Corneta do RW

O FUTEBOL E O RUGBY (por Marcos Miola)

30 anos de carreira – Associação dos Procuradores do Estado do Rio Grande  do Sul
* -Procurador do Estado do RS

O FUTEBOL E O RUGBY

Venho amadurecendo uma tese sobre a forma peculiar de pensar e propor o futebol no Rio Grande do Sul que passa pelo inegável fato de que um grande número de dirigentes, treinadores e jornalistas esportivos gaúchos, no íntimo e sem perceberem, não aceitaram e não aceitam a grande cisão que ocorreu em 1863 na Grã Bretanha no esporte praticado com bola – conhecido por football – nas escolas britânicas e por clubes formados por seus ex-alunos, cisão que veio a resultar em dois esportes diferentes: o football e o rugby.

# EXTRATO DE DADOS:
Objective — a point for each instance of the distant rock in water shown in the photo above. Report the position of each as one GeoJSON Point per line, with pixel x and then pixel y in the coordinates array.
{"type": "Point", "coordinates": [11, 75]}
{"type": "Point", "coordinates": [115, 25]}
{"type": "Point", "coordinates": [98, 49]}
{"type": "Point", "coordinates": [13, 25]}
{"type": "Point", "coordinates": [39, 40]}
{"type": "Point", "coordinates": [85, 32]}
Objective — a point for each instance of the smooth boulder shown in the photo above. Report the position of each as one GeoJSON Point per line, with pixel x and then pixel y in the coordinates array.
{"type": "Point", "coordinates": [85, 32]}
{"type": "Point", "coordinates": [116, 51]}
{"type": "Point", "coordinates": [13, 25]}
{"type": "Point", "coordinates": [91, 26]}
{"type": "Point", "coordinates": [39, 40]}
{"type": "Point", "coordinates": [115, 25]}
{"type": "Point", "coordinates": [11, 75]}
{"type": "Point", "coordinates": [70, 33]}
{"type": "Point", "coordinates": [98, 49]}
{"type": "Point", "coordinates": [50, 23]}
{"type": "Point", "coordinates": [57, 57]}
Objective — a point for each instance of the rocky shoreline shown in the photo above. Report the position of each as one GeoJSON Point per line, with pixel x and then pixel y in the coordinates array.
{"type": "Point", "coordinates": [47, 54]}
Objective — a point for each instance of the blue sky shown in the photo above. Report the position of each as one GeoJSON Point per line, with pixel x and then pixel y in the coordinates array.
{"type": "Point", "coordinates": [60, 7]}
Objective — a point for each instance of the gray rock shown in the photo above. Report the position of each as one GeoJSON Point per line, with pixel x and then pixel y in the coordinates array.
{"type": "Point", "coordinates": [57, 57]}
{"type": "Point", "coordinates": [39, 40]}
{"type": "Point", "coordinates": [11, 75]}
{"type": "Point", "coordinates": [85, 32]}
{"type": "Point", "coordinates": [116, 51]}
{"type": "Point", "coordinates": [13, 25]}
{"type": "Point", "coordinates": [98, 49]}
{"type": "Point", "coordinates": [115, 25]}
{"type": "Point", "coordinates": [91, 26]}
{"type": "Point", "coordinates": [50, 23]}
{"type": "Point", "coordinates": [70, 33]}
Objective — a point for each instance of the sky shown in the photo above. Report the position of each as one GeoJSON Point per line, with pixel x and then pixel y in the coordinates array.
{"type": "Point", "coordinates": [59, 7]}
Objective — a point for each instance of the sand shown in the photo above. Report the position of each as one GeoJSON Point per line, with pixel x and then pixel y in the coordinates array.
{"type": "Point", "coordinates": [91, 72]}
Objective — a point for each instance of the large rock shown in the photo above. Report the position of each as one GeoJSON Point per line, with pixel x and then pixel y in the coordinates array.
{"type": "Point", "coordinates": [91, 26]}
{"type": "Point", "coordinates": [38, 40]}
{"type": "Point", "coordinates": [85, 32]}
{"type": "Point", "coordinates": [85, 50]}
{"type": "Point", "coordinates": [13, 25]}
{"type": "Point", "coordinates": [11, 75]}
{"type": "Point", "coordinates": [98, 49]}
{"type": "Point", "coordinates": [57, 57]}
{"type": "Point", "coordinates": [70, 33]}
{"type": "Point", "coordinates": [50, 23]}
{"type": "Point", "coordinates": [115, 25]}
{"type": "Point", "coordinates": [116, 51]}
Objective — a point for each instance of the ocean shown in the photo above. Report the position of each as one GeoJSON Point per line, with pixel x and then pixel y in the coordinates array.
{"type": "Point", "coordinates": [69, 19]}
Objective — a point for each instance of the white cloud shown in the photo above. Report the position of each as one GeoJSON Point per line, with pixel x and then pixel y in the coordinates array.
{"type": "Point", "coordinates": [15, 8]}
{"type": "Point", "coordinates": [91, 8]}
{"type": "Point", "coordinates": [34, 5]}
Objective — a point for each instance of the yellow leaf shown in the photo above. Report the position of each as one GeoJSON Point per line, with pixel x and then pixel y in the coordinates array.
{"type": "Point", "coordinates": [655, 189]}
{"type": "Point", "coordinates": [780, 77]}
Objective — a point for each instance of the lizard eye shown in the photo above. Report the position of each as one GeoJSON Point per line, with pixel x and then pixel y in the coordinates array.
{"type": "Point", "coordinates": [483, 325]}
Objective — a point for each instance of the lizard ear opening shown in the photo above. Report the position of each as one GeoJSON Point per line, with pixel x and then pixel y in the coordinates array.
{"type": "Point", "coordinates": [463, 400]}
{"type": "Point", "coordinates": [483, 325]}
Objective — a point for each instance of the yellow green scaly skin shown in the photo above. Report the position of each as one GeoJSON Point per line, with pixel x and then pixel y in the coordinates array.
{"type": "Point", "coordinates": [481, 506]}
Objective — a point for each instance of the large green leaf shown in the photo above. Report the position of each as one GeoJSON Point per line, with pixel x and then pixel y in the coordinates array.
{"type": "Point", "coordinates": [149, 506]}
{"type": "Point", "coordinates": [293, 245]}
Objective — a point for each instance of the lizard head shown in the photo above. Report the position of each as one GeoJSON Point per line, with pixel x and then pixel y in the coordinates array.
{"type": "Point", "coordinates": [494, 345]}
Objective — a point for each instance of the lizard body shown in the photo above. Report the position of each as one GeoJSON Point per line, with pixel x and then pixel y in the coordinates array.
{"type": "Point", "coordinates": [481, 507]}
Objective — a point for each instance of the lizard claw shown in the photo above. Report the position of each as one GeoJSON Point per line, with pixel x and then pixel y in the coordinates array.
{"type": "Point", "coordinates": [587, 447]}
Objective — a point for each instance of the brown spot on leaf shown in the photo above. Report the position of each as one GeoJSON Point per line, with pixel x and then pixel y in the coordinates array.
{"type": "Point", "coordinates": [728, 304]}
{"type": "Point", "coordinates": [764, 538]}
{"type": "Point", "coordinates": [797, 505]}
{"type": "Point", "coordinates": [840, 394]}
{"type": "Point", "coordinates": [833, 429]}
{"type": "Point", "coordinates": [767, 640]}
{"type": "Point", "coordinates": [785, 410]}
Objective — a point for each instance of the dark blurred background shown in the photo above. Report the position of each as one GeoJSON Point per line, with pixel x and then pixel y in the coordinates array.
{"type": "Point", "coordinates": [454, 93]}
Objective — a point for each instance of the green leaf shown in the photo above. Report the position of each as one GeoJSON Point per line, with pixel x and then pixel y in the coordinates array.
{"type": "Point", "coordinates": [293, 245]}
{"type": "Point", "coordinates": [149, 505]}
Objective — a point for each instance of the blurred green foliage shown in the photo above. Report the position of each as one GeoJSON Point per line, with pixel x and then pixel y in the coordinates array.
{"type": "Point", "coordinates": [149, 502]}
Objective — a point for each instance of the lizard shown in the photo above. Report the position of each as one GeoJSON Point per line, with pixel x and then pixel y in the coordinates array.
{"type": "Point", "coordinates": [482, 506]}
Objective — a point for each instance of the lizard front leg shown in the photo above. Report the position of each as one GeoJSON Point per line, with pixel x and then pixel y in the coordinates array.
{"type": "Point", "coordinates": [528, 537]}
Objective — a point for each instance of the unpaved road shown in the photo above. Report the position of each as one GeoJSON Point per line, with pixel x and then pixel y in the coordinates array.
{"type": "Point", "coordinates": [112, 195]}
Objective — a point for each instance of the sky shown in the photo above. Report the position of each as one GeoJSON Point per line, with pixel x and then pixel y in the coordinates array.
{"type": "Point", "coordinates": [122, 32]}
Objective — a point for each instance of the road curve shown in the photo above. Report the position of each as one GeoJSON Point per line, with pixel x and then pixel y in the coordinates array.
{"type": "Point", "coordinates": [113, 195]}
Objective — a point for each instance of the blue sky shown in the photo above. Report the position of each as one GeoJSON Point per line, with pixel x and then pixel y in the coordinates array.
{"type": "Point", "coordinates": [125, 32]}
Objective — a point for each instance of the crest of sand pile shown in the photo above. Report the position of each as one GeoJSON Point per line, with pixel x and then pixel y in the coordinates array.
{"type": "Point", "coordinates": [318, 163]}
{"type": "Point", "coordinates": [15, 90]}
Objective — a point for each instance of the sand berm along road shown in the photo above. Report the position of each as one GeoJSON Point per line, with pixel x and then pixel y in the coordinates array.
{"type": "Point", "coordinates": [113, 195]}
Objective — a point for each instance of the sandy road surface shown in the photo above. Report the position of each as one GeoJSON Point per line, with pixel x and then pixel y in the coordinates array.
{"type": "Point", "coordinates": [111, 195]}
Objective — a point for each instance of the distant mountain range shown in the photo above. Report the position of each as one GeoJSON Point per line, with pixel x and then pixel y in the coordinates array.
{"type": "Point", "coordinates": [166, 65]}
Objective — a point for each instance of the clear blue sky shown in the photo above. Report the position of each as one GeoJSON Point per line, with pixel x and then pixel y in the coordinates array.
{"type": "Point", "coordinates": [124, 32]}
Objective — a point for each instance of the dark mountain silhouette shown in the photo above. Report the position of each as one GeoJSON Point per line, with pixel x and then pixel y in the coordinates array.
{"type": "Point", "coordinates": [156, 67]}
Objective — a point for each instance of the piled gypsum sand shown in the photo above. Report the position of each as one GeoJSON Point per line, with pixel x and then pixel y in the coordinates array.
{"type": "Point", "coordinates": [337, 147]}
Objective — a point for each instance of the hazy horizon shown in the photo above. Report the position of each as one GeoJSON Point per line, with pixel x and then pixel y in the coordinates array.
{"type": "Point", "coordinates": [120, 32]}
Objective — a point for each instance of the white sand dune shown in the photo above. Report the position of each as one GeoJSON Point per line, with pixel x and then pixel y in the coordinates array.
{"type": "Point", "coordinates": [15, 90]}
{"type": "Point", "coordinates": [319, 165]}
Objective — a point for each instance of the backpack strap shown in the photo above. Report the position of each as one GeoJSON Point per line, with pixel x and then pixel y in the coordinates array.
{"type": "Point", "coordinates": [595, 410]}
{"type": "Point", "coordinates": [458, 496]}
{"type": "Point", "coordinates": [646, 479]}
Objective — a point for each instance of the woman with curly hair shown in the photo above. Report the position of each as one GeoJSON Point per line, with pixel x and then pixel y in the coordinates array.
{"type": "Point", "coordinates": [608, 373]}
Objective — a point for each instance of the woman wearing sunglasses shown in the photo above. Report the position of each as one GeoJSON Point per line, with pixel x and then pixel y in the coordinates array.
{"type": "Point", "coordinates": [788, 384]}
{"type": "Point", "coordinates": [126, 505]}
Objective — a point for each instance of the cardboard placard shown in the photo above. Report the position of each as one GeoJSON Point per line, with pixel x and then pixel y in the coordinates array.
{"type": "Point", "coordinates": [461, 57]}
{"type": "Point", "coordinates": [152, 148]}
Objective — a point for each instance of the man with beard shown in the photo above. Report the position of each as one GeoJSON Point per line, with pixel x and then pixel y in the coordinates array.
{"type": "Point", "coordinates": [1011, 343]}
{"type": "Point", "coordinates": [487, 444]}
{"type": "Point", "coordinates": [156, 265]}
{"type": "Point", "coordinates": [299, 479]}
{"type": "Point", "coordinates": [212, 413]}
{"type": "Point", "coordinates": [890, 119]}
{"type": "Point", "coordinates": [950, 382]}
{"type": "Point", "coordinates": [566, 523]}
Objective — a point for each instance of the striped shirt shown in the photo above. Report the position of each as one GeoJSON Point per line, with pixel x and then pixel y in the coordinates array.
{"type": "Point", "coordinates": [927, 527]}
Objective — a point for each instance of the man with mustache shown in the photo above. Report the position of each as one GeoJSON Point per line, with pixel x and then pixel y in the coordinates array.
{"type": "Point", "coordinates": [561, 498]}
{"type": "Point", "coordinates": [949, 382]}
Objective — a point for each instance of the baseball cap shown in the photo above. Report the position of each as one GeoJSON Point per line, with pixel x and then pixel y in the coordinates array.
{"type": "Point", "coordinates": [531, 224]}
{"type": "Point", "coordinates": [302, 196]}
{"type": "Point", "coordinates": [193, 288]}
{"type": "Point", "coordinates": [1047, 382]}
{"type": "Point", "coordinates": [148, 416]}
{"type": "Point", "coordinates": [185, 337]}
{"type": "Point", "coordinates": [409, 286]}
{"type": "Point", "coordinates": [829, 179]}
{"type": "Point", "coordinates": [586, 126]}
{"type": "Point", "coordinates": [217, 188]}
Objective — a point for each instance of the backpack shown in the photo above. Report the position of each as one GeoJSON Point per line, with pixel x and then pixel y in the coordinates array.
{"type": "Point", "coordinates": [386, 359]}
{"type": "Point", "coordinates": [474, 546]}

# SUA TAREFA:
Copie, sem nenhuma alteração, o trecho do texto sobre futebol e rugby entre "30 anos de carreira" e "football e o rugby.", incluindo ambos.

# RESPOSTA:
30 anos de carreira – Associação dos Procuradores do Estado do Rio Grande  do Sul
* -Procurador do Estado do RS

O FUTEBOL E O RUGBY

Venho amadurecendo uma tese sobre a forma peculiar de pensar e propor o futebol no Rio Grande do Sul que passa pelo inegável fato de que um grande número de dirigentes, treinadores e jornalistas esportivos gaúchos, no íntimo e sem perceberem, não aceitaram e não aceitam a grande cisão que ocorreu em 1863 na Grã Bretanha no esporte praticado com bola – conhecido por football – nas escolas britânicas e por clubes formados por seus ex-alunos, cisão que veio a resultar em dois esportes diferentes: o football e o rugby.